### TASK GOAL
Copy everything from the start of the material down to the line containing "point(61, 66)", requests included, and multiply each answer's point coordinates by 2.5, rounding to whole numbers with halves going up. Leave the numbers in the requests and their sample formats unchanged, and omit the pictures.

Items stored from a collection
╔══

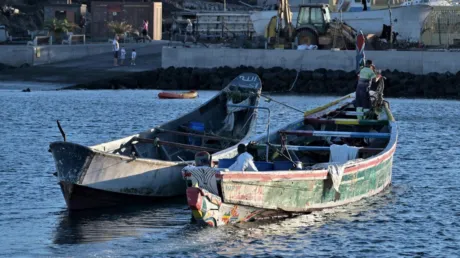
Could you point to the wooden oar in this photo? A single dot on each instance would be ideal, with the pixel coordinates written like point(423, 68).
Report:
point(175, 144)
point(343, 121)
point(335, 134)
point(315, 148)
point(210, 137)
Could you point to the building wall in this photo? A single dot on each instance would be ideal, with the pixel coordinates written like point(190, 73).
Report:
point(73, 13)
point(132, 12)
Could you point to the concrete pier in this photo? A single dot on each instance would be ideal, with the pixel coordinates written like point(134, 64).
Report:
point(415, 62)
point(61, 66)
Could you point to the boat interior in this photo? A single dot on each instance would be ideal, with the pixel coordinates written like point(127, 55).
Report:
point(212, 127)
point(304, 144)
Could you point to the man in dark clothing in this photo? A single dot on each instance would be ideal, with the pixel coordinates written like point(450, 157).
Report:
point(362, 98)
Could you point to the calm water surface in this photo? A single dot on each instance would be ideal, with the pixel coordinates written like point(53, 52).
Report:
point(419, 215)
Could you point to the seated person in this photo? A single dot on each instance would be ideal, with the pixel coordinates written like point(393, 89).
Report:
point(244, 162)
point(202, 159)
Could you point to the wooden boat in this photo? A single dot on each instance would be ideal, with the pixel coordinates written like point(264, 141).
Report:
point(147, 166)
point(217, 196)
point(172, 95)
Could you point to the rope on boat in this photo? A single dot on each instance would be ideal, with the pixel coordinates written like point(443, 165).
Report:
point(281, 103)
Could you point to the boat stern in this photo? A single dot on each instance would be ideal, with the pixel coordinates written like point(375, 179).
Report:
point(72, 160)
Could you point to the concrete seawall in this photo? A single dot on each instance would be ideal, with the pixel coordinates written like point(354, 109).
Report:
point(39, 55)
point(415, 62)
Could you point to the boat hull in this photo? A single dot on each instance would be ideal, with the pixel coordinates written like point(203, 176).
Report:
point(172, 95)
point(218, 197)
point(147, 165)
point(77, 164)
point(407, 21)
point(80, 197)
point(275, 198)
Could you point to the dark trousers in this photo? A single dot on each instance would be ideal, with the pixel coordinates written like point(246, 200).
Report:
point(363, 98)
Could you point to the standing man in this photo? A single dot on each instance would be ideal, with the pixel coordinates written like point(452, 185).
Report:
point(363, 99)
point(189, 31)
point(244, 161)
point(116, 48)
point(174, 29)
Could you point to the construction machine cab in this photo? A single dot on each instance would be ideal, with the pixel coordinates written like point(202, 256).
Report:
point(312, 25)
point(316, 16)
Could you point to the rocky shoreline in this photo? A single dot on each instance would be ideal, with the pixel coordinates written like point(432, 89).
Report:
point(279, 80)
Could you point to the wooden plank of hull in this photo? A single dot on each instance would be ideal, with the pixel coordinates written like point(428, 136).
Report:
point(79, 197)
point(107, 167)
point(310, 195)
point(254, 195)
point(289, 192)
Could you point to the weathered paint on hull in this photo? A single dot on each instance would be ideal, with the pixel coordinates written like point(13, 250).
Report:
point(255, 200)
point(79, 197)
point(80, 166)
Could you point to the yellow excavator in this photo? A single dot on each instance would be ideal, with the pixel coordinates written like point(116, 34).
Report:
point(313, 27)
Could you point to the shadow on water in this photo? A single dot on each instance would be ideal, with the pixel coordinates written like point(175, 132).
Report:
point(99, 225)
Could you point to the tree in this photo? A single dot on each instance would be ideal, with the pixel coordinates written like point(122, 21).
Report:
point(119, 28)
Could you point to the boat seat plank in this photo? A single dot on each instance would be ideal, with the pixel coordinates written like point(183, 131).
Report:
point(347, 113)
point(335, 134)
point(175, 144)
point(209, 137)
point(315, 148)
point(344, 121)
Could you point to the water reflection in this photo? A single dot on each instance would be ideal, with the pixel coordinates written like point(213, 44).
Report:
point(107, 224)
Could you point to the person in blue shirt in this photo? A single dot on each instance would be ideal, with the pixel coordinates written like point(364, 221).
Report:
point(362, 98)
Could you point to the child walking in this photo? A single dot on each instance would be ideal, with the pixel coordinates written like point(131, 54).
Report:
point(133, 57)
point(122, 55)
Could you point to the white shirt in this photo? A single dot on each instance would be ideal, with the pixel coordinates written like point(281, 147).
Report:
point(244, 162)
point(116, 46)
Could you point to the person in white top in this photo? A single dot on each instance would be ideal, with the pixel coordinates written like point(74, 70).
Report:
point(122, 55)
point(244, 162)
point(189, 31)
point(116, 48)
point(133, 57)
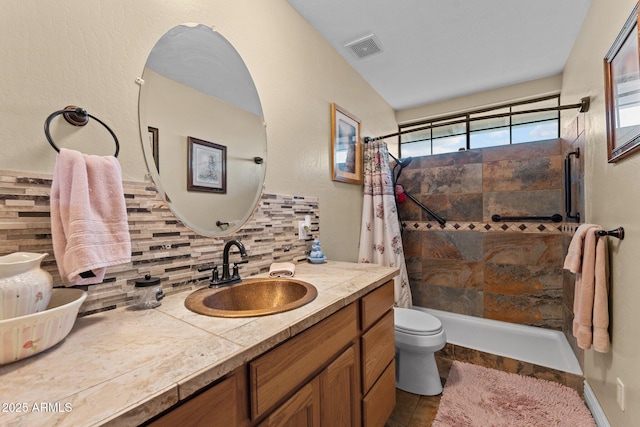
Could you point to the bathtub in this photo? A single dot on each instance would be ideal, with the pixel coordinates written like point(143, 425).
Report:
point(544, 347)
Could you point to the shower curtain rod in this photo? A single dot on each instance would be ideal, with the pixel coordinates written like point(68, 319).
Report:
point(583, 106)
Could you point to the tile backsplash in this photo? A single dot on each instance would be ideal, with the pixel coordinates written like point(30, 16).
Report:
point(161, 245)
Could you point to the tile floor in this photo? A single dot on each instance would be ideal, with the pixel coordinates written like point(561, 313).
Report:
point(413, 410)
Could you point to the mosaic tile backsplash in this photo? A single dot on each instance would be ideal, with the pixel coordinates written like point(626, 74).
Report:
point(161, 245)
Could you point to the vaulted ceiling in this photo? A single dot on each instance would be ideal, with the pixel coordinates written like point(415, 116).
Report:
point(434, 50)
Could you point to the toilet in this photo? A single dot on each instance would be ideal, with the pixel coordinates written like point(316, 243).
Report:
point(418, 336)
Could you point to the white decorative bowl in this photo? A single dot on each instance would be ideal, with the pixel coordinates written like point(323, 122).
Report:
point(25, 288)
point(24, 336)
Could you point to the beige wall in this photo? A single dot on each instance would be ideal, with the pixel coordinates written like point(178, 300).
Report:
point(56, 53)
point(612, 199)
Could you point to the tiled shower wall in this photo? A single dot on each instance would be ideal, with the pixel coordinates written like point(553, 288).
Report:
point(573, 141)
point(161, 245)
point(510, 271)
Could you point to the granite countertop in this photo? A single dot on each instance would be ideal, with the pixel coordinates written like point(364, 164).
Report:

╚══

### THE OUTPUT
Could you point to the wooden oar in this photo? A single dot on each instance would be ideal, with the pixel coordinates written like point(423, 68).
Report:
point(438, 360)
point(858, 303)
point(838, 335)
point(788, 370)
point(525, 343)
Could you point to the building wall in this photo? A single dot on each instance would be ideal, with the pixel coordinates written like point(190, 73).
Report:
point(183, 33)
point(330, 30)
Could you point to the concrete pier in this photo? A single dot on each instance would be ideal, with the pixel coordinates written like point(134, 64).
Report:
point(1038, 155)
point(153, 165)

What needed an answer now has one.